ESTRATTO SCELTO >>
+++++

Emmekappa2 ha detto:


>


 i geroglifici non li interpreto. Credo che anche la tua tastiera abbia le lettere dell'alfabeto. Esprimiti.


----------



## Mari' (16 Ottobre 2008)

Ma che stato e stato ... prendiamone uno a caso, Bruno Contrada funzionario del SISDE  

	
	
		
		
	


	




  ... se ci fosse stato qualcun'altro al posto suo (forse) Falcone e Borsellino sarebbero ancora vivi tra noi, ca-zzo!


----------



## MK (16 Ottobre 2008)

emmanuelle arsan ha detto:


> i geroglifici non li interpreto. Credo che anche la tua tastiera abbia le lettere dell'alfabeto. Esprimiti.


Non c'è bisogno di RACCONTARE?


----------



## Nobody (16 Ottobre 2008)

Emmekappa2 ha detto:


> E io ti ho risposto che Sì ce n'è bisogno. E non parlo di politica di dati di informazioni. Parlo del MODO. Non credo sia ingenuo, credo che non possa fare altro che usare le parole (e le usa benissimo secondo me), poi gli eroi non esistono. Esistono gli esseri umani. Che vogliono anche innamorarsi bersi una birra andare in libreria e scegliere un libro...
> 
> E poter continuare a raccontare della propria terra, delle ferite, della realtà, anche se sono racconti scomodi.

+++++

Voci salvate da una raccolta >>
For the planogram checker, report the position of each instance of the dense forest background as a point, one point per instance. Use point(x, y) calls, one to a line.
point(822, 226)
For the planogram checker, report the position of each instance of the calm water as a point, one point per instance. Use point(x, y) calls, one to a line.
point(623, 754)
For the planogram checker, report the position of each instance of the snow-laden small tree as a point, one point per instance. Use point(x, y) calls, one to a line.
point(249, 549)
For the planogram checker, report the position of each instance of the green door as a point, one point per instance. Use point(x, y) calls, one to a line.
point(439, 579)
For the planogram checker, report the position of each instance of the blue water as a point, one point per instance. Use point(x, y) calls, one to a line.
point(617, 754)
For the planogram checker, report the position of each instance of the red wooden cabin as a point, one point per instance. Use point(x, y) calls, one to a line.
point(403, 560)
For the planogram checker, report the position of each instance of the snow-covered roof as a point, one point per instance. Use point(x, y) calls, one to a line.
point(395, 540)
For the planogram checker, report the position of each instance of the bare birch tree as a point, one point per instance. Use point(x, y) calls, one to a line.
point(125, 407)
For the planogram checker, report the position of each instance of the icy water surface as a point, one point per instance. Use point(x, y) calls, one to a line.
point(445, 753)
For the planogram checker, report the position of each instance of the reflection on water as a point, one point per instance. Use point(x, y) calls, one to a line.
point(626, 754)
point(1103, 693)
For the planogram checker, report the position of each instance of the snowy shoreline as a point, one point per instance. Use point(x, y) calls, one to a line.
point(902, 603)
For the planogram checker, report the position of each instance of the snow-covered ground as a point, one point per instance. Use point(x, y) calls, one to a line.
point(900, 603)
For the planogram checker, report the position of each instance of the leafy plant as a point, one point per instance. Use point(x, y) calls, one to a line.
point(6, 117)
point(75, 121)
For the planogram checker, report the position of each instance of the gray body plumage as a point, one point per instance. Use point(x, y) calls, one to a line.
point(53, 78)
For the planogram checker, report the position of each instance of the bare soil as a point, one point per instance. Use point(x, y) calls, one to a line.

+++++

ESERCIZIO ASSEGNATO 1 >>
Secondo la discussione del forum, di quale ente era funzionario Bruno Contrada?
ESERCIZIO ASSEGNATO 2 >>
Prosegui la discussione del forum a partire dall'ultima frase riportata.
Le voci sono materiale a sé, distinto dalla discussione del forum.

RISPOSTA CORRETTA 1 >>
Del SISDE.

RISPOSTA CORRETTA 2 >>
 Vabbè... capra e cavoli non li puoi avere. Gli uomini che fanno quella scelta, la birretta o i pomiciamenti in sicurezza, se li devono dimenticare. Posso convenire che sia triste, ma la realtà spesso è triste. 
Ma evidentemente è troppo difficile da capire...


----------



## emmanuelle arsan (16 Ottobre 2008)

Emmekappa2 ha detto:


> Non c'è bisogno di RACCONTARE?


 mica ho scritto questo...volevo dire che è stato squallido insorgere dopo la pubblicazione del libro. La situazione, i nomi, i mandanti a certe sfere si sanno....


----------



## Nobody (16 Ottobre 2008)

Mari' ha detto:


> Ma che stato e stato ... prendiamone uno a caso, Bruno Contrada funzionario del SISDE
> 
> 
> 
> ...


 Probabile. Soprattutto Falcone credo. Borsellino è un'altra storia.


----------



## MK (16 Ottobre 2008)

emmanuelle arsan ha detto:


> mica ho scritto questo...volevo dire che è stato squallido insorgere dopo la pubblicazione del libro. La situazione, i nomi, i mandanti a certe sfere si sanno....


E perchè quando si fanno le domande sul territorio non sa niente nessuno? Il fatturato conta, altro che la politica...


----------



## emmanuelle arsan (16 Ottobre 2008)

Emmekappa2 ha detto:


> E perchè quando si fanno le domande sul territorio non sa niente nessuno? Il fatturato conta, altro che la politica...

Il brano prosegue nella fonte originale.